• Problems
1 > Do these statements agree with the forum post on playing styles? Answer yes or no for each, and quote the words from the post that decide it.
(a) The poster began piano lessons at age 4.
(b) The poster found playing songs by ear easy from the start.
(c) The post calls being proficient at both playing by ear and sight reading the ideal situation.
2 > From the forum post on playing styles, extract the passage starting with "What is your" and going on through "though is different.".

• Supplied passage
The discussion below is taken from a thread launched by Scotty Yee on the Synth Zone General Arranger forum.
What is your preferred playing style: lead sheet with chords, sheet music, or strictly by ear?
Scottyee -- 01-26-2003 11:36 PM
I realize we all come from varying keyboard playing backgrounds,
as well as differing music education experiences. Some of
us are formally trained and can easily "sight read" complicated
written song arrangements, yet may have great difficulty playing
by ear, while others can't read a note, yet are able to easily
pick up and play a song (including the chords) entirely by
ear. The ideal situation is to become proficient at both "playing by ear" and "sight reading." The reality for most of us though is different.
Typically, formally trained players who learn to play music
by reading music, are weak at playing by ear, while players
who play strictly by ear, can't read music very well, if at
I started piano lessons at 4 and began to read music even before mastering the alphabet and reading words. Though I eventually learned to sight read and play almost any piece of music put in front of me, it was always a struggle to play a song by ear. It wasn't until I got to college and took musical ear training and music theory classes that I finally began to develop "playing by ear" skills.

• Raw data
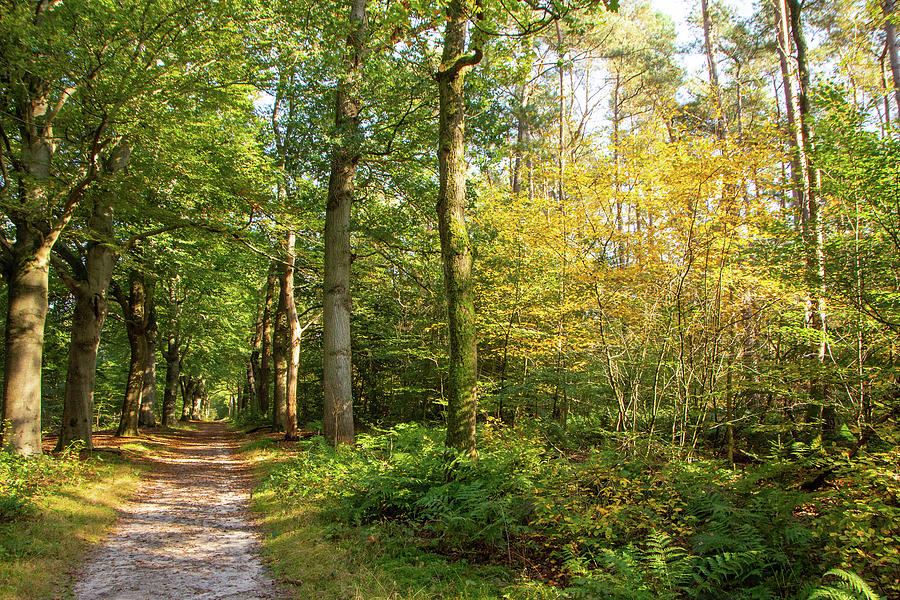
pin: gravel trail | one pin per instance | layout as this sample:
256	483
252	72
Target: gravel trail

• Responses to the tasks
1 >
(a) Yes: "I started piano lessons at 4"
(b) No: "it was always a struggle to play a song by ear"
(c) Yes: "The ideal situation is to become proficient at both "playing by ear" and "sight reading.""

2 >
What is your preferred playing style: lead sheet with chords, sheet music, or strictly by ear?
Scottyee -- 01-26-2003 11:36 PM
I realize we all come from varying keyboard playing backgrounds,
as well as differing music education experiences. Some of
us are formally trained and can easily "sight read" complicated
written song arrangements, yet may have great difficulty playing
by ear, while others can't read a note, yet are able to easily
pick up and play a song (including the chords) entirely by
ear. The ideal situation is to become proficient at both "playing by ear" and "sight reading." The reality for most of us though is different.